__Written task__: Can you rewrite the rows from the line containing "For every instance of the mountain, imagine" through the end of the rows, inclusive, as a numbered list with blank lines left out?

----- Extracted records

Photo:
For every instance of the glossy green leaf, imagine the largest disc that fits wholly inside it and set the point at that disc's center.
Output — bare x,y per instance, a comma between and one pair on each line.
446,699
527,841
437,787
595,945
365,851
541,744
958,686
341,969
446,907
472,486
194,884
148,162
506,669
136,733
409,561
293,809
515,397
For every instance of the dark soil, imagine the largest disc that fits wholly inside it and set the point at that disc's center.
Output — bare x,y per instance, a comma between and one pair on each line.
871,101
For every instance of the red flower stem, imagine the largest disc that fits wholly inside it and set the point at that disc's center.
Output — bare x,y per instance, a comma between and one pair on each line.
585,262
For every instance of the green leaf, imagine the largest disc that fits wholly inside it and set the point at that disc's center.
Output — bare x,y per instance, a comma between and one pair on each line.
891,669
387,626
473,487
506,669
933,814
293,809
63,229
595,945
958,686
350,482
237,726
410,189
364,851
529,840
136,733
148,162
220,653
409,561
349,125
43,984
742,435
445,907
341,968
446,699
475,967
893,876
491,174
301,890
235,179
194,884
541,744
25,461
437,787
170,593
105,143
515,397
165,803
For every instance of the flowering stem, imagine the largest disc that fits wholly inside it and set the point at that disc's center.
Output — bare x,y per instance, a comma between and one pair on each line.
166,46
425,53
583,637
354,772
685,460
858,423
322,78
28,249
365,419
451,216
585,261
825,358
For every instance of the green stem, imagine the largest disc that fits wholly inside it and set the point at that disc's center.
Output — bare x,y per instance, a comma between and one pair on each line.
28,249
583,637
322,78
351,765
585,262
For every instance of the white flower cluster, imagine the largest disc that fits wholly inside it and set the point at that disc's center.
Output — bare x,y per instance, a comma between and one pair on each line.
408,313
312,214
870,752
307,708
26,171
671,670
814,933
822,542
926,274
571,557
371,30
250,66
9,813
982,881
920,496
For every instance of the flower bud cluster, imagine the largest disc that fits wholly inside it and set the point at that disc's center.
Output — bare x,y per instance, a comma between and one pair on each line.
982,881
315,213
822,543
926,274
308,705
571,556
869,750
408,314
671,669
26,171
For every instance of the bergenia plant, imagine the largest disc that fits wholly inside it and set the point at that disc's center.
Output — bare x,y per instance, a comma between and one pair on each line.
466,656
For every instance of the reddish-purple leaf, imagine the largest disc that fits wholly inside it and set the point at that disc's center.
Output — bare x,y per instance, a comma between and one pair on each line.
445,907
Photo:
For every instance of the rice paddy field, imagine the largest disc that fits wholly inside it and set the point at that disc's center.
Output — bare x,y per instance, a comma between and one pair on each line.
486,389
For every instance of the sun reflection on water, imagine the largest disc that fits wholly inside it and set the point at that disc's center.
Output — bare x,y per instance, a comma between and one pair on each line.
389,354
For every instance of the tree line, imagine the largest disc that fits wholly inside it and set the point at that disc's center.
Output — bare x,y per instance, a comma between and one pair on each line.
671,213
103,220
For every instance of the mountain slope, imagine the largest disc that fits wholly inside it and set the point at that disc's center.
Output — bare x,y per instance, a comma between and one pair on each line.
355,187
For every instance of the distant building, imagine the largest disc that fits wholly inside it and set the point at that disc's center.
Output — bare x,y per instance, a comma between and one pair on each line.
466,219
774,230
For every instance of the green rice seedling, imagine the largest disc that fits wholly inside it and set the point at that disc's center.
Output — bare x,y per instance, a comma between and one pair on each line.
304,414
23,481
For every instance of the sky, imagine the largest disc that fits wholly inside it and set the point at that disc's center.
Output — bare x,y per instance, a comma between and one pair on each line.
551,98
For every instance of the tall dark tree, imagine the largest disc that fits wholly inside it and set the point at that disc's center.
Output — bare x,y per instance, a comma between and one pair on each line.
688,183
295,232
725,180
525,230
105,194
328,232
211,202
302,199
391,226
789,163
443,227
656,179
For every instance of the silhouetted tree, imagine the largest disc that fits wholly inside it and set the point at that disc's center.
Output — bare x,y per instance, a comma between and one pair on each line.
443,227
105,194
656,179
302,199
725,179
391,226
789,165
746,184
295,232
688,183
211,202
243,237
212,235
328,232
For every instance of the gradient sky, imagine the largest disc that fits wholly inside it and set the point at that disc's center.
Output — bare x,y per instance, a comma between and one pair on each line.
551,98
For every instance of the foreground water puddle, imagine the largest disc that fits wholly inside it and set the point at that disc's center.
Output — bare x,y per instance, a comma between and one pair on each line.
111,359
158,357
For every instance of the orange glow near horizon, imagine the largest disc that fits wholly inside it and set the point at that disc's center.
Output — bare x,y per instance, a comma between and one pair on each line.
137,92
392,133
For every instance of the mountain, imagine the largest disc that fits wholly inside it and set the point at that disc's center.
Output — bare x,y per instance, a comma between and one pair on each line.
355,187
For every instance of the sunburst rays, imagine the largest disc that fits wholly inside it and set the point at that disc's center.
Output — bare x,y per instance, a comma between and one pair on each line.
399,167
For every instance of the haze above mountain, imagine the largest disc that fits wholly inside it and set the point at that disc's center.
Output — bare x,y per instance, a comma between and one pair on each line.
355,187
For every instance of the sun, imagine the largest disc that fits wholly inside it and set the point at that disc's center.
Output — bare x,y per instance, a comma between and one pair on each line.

----------

__Correct answer__:
1. For every instance of the mountain, imagine the largest disc that fits wholly inside it and set the point at that disc's center.
2. Output — bare x,y per instance, a comma between and one pair on each line.
3. 355,187
4. For every instance of the sunburst rays, imagine the largest disc that fits wholly inside it and set the point at that disc's center.
5. Output — bare x,y per instance, a comma between and one pair on each line.
6. 399,167
7. For every instance of the haze above mountain, imagine the largest disc that fits wholly inside it and set the point at that disc's center.
8. Output — bare x,y per instance, a comma between and one pair on each line.
9. 355,187
10. For every instance of the sun, imagine the largest disc that fits wholly inside it and set the point at that disc's center.
11. Output — bare x,y per instance, a comma between and one pair on each line.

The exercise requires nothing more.